[Extracted records Boundary: Start]

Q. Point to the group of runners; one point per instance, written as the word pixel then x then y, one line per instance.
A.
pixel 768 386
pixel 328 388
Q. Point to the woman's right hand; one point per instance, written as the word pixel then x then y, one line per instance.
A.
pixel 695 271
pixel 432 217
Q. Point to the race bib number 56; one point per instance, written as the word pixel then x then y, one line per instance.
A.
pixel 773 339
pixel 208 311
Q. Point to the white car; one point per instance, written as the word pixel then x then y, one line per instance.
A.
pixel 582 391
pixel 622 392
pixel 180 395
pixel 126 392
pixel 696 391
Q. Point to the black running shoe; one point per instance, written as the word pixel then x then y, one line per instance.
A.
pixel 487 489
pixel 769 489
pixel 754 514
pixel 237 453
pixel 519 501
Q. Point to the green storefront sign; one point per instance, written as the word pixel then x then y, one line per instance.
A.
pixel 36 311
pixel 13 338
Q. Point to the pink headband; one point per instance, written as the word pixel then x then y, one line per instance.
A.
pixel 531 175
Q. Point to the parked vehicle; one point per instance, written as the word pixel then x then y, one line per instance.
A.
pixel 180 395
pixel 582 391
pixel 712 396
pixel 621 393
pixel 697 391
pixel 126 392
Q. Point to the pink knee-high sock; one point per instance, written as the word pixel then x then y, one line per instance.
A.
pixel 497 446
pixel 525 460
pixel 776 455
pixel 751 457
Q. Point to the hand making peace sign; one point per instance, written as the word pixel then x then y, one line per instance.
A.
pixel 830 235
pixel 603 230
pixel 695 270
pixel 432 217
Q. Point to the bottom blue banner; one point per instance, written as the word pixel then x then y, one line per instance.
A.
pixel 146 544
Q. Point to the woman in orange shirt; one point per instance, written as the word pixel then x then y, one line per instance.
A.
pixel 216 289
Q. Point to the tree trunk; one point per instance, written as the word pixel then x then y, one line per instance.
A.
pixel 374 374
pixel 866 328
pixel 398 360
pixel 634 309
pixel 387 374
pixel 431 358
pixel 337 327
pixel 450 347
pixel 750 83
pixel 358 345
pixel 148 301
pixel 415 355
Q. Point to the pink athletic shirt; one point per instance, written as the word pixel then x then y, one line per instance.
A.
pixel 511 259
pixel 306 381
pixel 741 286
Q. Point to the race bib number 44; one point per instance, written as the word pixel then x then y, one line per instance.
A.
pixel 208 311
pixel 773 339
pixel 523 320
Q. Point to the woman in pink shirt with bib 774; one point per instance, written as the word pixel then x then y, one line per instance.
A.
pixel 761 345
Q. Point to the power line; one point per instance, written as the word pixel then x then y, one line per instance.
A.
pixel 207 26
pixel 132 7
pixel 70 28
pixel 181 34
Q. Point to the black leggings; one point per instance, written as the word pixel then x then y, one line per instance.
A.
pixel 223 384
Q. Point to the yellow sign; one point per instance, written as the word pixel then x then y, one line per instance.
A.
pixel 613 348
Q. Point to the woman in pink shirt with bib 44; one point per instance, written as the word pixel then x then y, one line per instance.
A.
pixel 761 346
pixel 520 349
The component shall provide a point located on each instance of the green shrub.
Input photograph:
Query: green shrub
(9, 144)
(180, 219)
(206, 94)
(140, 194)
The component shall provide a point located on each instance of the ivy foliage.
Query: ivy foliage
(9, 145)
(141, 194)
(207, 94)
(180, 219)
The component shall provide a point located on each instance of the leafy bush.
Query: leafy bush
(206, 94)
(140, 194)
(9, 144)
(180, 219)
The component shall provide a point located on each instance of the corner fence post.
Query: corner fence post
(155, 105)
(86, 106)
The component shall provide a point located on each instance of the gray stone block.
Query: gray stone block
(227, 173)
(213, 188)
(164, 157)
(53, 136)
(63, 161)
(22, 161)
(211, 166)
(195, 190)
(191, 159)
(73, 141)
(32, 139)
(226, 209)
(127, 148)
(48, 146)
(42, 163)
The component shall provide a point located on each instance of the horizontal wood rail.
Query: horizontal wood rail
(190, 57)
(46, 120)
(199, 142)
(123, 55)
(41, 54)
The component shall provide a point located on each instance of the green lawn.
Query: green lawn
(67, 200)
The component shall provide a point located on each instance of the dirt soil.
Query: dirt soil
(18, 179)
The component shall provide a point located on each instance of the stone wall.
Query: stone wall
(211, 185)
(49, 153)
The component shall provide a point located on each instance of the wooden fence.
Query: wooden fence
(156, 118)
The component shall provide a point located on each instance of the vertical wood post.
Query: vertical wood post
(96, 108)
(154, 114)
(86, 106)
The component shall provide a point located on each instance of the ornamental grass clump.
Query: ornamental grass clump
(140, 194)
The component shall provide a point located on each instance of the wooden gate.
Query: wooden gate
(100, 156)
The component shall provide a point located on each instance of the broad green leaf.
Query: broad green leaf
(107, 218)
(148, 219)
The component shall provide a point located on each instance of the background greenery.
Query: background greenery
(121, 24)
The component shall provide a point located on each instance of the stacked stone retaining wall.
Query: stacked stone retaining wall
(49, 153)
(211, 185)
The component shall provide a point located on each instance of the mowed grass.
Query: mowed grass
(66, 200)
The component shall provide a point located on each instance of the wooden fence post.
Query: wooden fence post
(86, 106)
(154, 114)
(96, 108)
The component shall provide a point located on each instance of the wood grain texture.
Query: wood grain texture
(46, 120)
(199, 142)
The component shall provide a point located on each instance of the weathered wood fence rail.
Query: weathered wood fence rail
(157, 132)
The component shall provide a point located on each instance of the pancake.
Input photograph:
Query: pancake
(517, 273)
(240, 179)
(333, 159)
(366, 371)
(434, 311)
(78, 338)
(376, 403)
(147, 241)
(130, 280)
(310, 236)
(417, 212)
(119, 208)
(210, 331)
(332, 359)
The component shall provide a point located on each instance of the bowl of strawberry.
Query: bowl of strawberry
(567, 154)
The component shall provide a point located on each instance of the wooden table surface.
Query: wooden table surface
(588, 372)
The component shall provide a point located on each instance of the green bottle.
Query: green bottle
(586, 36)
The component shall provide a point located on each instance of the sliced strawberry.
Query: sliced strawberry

[Extracted records Boundary: End]

To complete this exercise, set down every line above exactly once more.

Response
Q. Point to the group of runners; one point per instance, written as the word pixel then x then y, one line per instance.
A.
pixel 768 386
pixel 328 388
Q. Point to the woman's right hand; one point per instance, written as the word pixel then x then y, one line per instance.
A.
pixel 695 271
pixel 432 217
Q. Point to the race bib number 56; one point per instance, written as the word pixel then x then y, one line per instance.
A.
pixel 773 339
pixel 208 311
Q. Point to the white car; one point per instance, written as the word pixel then x then y, one line per instance.
A.
pixel 582 391
pixel 622 392
pixel 180 395
pixel 126 392
pixel 696 391
Q. Point to the black running shoe; one point per instance, written as the word pixel then x then y, one line per instance.
A.
pixel 487 489
pixel 769 489
pixel 754 514
pixel 237 453
pixel 519 501
Q. Point to the green storefront sign; one point per instance, written as the word pixel then x then y, one line per instance.
A.
pixel 36 311
pixel 13 338
Q. Point to the pink headband; one point per instance, written as the word pixel then x then y, one line per instance.
A.
pixel 531 175
Q. Point to the parked vehicle; one point per instance, written as the word pixel then x then y, one line per instance.
A.
pixel 180 395
pixel 582 391
pixel 712 396
pixel 621 393
pixel 697 391
pixel 126 392
Q. Point to the pink knee-high sock; one point per instance, written as the word pixel then x then y, one line per instance.
A.
pixel 497 446
pixel 525 460
pixel 776 455
pixel 751 457
Q. Point to the hand making peace sign; one point per instance, written as the word pixel then x then y, one line per instance.
A.
pixel 830 235
pixel 603 230
pixel 695 270
pixel 432 217
Q. Point to the bottom blue banner; one point per instance, written as the word pixel then x then y, one line per instance.
A.
pixel 146 544
Q. Point to the woman in orange shirt; one point per instance, written as the word pixel then x then y, one line per instance.
A.
pixel 216 289
Q. Point to the tree trunk; one point per instance, written as the word pixel then x then y, one line per instance.
A.
pixel 374 374
pixel 866 328
pixel 398 360
pixel 634 309
pixel 387 374
pixel 431 358
pixel 337 327
pixel 450 347
pixel 750 83
pixel 358 345
pixel 148 301
pixel 415 355
Q. Point to the pink athletic shirt; one point per instance, written as the word pixel then x then y, one line per instance.
A.
pixel 511 259
pixel 306 381
pixel 741 286
Q. Point to the race bib number 44; one point per instance, written as the word pixel then x then y, one line per instance.
A.
pixel 208 311
pixel 773 339
pixel 523 320
Q. Point to the woman in pink shirt with bib 774; one point per instance, written as the word pixel then x then y, one line per instance.
A.
pixel 761 345
Q. Point to the power line; one point per instance, written as the word pixel then x then y, one line per instance.
A.
pixel 207 26
pixel 132 7
pixel 70 28
pixel 181 34
Q. Point to the black leggings; one point per instance, written as the word pixel then x then y, one line per instance.
A.
pixel 223 384
Q. Point to the yellow sign; one point per instance, written as the word pixel then x then y, one line per instance.
A.
pixel 613 348
Q. Point to the woman in pink shirt with bib 44; one point per instance, written as the word pixel then x then y, one line per instance.
A.
pixel 761 346
pixel 520 349
The component shall provide a point located on each instance of the green shrub.
Input photograph:
Query: green shrub
(9, 144)
(180, 219)
(206, 94)
(140, 194)
The component shall provide a point located on each instance of the ivy foliage.
Query: ivy foliage
(9, 145)
(141, 194)
(207, 94)
(180, 219)
The component shall provide a point located on each instance of the leafy bush.
Query: leafy bush
(206, 94)
(140, 194)
(9, 144)
(180, 219)
The component shall provide a point located on each instance of the corner fence post.
Query: corner fence post
(155, 105)
(86, 106)
The component shall provide a point located on each instance of the gray stone block.
Query: gray stone block
(227, 173)
(213, 188)
(164, 157)
(53, 136)
(63, 161)
(22, 161)
(211, 166)
(195, 190)
(191, 159)
(73, 141)
(32, 139)
(226, 209)
(127, 148)
(48, 146)
(42, 163)
The component shall provide a point located on each instance of the horizontal wood rail.
Query: horizontal wood rail
(190, 57)
(46, 120)
(199, 142)
(123, 55)
(41, 54)
The component shall provide a point located on each instance of the green lawn.
Query: green lawn
(67, 200)
The component shall provide a point located on each instance of the dirt soil.
Query: dirt soil
(18, 179)
The component shall provide a point located on each instance of the stone wall.
Query: stone wall
(211, 185)
(49, 153)
The component shall provide a point located on each instance of the wooden fence.
Query: wooden fence
(156, 118)
The component shall provide a point located on each instance of the vertical wood post.
Query: vertical wood post
(96, 108)
(154, 114)
(86, 106)
The component shall provide a point located on each instance of the ornamental grass clump.
Query: ornamental grass clump
(140, 194)
The component shall provide a point located on each instance of the wooden gate.
Query: wooden gate
(100, 156)
The component shall provide a point located on each instance of the broad green leaf.
Query: broad green leaf
(107, 218)
(148, 219)
The component shall provide a point located on each instance of the background greenery.
Query: background greenery
(121, 24)
The component shall provide a point located on each instance of the stacked stone retaining wall.
Query: stacked stone retaining wall
(49, 153)
(211, 185)
The component shall provide a point located on each instance of the mowed grass.
Query: mowed grass
(66, 200)
The component shall provide a point located on each instance of the wooden fence post.
Query: wooden fence post
(86, 106)
(154, 114)
(96, 108)
The component shall provide a point located on each instance of the wood grain texture.
Query: wood grain texture
(46, 120)
(199, 142)
The component shall provide a point located on each instance of the weathered wood fence rail.
Query: weathered wood fence rail
(157, 132)
The component shall provide a point located on each instance of the pancake.
Input photograph:
Query: pancake
(517, 273)
(240, 179)
(333, 159)
(366, 371)
(434, 311)
(78, 338)
(376, 403)
(147, 241)
(130, 280)
(310, 236)
(417, 212)
(119, 208)
(210, 331)
(332, 359)
The component shall provide a point located on each instance of the bowl of strawberry.
Query: bowl of strawberry
(567, 154)
The component shall provide a point located on each instance of the wooden table surface.
Query: wooden table surface
(588, 372)
The component shall provide a point located on each instance of the green bottle.
Query: green bottle
(586, 36)
The component shall provide a point located on each instance of the sliced strawberry.
Query: sliced strawberry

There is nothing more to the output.